# PROBLEM DESCRIPTION:
Go through the data below and return each line where the string "shirt" occurs.

■ ■ ■ ■ ■ ■ ■

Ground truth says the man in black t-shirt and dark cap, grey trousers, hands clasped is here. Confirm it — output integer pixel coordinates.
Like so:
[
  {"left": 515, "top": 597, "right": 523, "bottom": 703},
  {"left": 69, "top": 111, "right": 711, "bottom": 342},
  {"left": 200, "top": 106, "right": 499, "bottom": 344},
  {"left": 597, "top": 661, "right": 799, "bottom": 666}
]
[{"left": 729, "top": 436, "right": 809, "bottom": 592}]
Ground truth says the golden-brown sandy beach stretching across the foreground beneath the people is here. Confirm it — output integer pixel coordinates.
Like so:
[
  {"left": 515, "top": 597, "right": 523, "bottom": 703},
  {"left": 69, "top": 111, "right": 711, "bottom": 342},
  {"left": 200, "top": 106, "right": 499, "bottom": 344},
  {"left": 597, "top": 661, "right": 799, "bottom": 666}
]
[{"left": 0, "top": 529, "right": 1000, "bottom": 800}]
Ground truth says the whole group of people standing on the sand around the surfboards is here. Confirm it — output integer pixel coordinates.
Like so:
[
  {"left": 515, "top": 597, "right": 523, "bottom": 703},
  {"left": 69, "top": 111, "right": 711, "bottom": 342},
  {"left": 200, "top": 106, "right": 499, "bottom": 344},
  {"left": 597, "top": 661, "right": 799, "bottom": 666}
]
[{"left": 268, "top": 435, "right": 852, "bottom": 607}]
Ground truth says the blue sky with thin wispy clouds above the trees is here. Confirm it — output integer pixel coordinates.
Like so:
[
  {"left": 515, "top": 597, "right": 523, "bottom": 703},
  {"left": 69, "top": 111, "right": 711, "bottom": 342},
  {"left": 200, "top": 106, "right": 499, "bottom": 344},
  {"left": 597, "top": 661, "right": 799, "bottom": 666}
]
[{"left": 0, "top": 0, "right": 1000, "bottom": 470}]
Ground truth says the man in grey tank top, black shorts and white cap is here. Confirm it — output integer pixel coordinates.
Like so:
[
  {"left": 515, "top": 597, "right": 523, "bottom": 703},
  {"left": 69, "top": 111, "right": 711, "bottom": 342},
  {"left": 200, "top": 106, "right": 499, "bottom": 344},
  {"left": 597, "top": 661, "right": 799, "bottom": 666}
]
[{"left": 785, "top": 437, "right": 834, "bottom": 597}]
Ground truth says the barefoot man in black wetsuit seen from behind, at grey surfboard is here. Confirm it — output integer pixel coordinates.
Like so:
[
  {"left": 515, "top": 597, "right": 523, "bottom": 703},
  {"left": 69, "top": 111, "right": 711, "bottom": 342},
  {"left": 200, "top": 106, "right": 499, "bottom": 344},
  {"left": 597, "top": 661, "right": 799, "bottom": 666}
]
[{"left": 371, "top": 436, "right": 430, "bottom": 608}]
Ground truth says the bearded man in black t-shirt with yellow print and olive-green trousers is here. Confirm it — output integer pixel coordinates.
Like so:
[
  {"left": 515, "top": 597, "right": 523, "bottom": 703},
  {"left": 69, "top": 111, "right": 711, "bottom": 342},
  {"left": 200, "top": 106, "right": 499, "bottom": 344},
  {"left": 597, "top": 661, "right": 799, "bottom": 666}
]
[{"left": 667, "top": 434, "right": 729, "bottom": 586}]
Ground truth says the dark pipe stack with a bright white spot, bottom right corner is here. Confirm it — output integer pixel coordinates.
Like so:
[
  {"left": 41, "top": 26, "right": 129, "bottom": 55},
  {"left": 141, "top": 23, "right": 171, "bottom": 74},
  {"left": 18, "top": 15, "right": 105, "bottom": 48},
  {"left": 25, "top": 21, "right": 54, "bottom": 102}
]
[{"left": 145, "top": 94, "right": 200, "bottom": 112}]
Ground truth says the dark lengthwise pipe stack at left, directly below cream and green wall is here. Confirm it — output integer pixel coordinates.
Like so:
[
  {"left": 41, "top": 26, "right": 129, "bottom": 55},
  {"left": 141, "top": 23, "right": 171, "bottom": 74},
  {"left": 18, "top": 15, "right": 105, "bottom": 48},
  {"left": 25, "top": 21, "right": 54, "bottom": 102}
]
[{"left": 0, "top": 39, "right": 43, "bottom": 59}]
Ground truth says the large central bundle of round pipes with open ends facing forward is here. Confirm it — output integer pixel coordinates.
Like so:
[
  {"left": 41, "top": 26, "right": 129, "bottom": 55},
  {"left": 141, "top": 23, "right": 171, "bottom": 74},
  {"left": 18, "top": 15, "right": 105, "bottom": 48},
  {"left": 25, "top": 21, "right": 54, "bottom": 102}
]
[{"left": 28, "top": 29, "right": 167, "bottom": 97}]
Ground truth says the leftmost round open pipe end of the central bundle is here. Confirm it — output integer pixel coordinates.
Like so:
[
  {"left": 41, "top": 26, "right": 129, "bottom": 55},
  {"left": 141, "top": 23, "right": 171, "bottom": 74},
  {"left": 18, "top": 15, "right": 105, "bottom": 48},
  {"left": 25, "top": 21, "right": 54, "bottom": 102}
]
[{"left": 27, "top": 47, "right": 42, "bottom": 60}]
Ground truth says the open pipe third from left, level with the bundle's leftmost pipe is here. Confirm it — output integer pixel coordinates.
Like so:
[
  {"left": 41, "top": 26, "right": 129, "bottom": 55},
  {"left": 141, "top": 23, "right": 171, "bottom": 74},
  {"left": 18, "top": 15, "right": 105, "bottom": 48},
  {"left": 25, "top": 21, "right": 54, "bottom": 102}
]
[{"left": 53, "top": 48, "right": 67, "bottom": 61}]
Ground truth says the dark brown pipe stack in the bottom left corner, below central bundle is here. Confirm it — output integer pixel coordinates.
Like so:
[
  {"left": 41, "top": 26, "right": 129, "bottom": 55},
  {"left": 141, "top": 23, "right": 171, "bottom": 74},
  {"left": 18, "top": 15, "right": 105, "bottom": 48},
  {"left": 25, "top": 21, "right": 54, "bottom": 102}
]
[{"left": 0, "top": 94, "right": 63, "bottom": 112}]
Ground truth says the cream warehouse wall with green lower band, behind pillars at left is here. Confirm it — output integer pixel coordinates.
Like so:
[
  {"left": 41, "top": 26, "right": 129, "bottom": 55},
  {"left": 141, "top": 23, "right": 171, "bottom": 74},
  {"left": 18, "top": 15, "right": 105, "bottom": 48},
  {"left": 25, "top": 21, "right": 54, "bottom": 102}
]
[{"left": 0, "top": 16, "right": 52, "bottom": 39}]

■ ■ ■ ■ ■ ■ ■

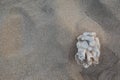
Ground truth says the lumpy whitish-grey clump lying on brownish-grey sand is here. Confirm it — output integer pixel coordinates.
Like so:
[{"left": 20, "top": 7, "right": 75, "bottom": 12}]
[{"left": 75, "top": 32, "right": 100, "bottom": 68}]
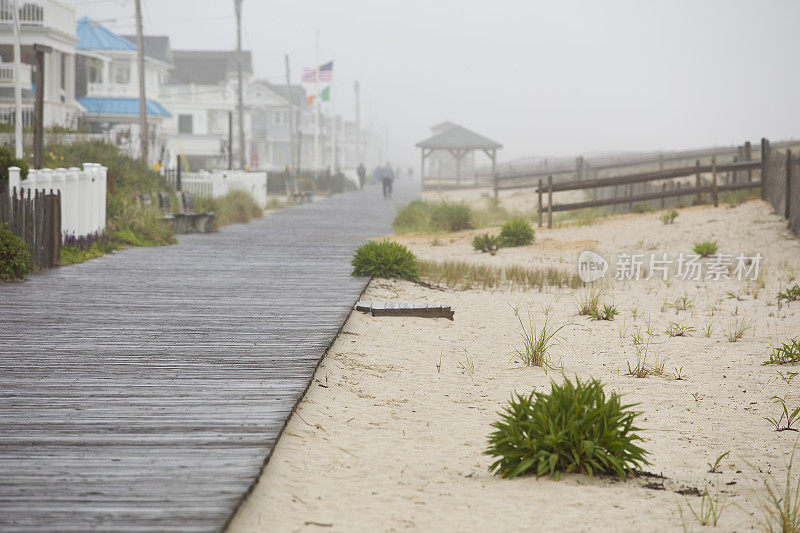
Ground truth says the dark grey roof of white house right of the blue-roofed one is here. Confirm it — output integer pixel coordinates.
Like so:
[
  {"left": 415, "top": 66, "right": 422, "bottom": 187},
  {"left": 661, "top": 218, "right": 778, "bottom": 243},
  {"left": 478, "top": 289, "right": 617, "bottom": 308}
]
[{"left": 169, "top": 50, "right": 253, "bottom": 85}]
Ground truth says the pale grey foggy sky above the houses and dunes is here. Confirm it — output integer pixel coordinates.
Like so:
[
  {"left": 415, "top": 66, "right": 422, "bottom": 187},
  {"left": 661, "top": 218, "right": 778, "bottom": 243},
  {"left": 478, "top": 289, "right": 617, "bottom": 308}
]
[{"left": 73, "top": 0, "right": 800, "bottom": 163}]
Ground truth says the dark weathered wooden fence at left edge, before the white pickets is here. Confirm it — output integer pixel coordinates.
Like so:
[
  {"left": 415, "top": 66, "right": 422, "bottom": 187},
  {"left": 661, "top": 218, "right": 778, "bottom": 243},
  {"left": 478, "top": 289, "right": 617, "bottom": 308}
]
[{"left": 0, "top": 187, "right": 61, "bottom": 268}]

■ ■ ■ ■ ■ ■ ■

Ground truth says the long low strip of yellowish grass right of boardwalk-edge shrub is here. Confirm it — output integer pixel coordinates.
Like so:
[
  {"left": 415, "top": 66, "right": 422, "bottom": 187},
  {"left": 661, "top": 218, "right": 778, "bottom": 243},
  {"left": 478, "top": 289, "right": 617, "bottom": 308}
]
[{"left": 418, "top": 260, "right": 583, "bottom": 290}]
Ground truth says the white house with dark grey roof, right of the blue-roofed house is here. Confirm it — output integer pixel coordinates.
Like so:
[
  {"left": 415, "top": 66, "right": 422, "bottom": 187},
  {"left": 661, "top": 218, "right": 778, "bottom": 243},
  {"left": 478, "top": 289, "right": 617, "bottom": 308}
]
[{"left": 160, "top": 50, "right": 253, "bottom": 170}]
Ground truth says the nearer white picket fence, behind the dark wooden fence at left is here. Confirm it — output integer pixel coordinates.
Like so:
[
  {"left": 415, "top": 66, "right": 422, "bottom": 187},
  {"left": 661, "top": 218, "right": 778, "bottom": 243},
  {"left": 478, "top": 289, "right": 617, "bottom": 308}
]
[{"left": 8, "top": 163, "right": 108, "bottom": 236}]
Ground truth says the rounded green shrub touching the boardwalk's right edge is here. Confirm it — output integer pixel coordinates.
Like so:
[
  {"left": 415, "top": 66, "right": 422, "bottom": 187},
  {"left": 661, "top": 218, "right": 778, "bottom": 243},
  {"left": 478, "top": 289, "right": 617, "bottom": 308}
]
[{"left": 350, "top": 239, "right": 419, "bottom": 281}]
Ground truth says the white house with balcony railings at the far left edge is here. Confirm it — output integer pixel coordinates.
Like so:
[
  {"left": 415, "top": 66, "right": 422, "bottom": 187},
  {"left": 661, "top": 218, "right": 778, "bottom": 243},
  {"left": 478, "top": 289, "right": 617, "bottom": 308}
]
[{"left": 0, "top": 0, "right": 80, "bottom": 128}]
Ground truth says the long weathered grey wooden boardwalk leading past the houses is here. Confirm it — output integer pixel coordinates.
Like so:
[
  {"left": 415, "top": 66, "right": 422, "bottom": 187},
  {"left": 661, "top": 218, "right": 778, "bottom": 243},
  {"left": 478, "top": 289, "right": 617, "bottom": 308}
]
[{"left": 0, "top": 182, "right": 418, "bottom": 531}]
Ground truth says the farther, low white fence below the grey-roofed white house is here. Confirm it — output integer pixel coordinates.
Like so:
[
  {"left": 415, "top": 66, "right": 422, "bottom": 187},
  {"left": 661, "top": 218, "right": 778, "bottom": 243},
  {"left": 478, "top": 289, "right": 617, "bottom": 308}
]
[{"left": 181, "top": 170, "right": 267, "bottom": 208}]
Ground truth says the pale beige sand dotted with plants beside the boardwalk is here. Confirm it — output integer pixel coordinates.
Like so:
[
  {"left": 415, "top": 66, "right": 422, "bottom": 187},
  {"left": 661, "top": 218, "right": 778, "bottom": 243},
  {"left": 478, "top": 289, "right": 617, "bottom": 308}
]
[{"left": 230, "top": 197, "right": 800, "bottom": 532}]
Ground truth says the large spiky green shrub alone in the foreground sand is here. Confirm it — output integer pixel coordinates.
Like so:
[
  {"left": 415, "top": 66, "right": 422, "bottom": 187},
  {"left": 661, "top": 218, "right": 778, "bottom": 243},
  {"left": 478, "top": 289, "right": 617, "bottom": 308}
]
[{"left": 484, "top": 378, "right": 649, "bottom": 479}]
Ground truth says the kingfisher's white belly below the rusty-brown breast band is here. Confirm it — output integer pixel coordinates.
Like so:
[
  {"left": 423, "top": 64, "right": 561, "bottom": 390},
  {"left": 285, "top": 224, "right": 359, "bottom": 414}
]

■ ■ ■ ■ ■ ■ ■

# WRITTEN REPLY:
Ground truth says the man in black t-shirt and dark cap, grey trousers, hands clasped is here. Confirm it — output integer pixel coordinates.
Ground truth says the bearded man in black t-shirt with yellow print and olive-green trousers is here. Confirm it — output integer pixel coordinates.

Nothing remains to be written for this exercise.